• _WRITTEN EXERCISE_:
Count the lines in the entries below that contain the word "water", with case counting, and reply with only the number.

..............................

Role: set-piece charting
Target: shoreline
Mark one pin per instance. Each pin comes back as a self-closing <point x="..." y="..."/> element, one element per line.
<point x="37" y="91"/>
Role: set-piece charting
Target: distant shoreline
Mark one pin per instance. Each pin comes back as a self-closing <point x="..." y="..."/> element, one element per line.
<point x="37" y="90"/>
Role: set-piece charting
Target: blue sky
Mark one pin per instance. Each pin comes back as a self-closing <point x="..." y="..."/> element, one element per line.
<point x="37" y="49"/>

..............................

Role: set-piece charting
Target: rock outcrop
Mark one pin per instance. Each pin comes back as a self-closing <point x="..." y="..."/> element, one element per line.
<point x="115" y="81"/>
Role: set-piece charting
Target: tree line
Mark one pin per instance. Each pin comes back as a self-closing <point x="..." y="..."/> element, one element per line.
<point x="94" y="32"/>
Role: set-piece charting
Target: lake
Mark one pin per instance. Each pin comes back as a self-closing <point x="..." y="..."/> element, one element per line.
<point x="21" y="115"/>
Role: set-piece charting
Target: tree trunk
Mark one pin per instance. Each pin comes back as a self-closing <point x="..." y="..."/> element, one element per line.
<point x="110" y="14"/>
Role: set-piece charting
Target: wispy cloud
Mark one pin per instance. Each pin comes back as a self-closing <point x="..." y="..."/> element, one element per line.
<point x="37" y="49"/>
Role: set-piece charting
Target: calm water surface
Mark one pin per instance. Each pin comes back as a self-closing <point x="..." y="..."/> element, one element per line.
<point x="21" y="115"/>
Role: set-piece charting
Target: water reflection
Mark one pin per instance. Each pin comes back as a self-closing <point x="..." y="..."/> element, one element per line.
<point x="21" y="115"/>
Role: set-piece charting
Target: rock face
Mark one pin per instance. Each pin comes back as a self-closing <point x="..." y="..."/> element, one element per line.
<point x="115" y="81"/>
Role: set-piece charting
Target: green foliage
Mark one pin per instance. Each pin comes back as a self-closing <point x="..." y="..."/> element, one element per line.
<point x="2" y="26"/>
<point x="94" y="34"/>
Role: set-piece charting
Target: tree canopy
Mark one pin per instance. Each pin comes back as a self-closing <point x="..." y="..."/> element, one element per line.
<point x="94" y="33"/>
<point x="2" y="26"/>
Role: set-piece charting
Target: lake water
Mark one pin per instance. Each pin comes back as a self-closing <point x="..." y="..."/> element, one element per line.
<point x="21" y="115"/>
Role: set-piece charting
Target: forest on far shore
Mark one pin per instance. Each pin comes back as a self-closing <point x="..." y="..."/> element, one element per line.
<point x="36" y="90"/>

..............................

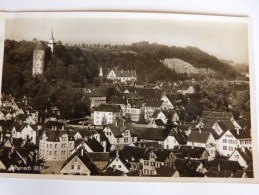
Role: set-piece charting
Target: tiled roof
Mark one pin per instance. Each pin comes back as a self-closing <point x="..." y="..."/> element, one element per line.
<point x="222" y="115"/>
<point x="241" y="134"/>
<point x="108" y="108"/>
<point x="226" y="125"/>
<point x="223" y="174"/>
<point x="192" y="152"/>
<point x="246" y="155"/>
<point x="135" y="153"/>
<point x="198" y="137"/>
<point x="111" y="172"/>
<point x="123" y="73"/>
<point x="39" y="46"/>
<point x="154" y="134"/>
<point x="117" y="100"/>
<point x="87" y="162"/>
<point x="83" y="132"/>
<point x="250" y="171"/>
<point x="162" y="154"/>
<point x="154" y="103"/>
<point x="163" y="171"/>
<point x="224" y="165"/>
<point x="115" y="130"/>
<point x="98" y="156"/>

..............................

• _RESULT OF THIS EXERCISE_:
3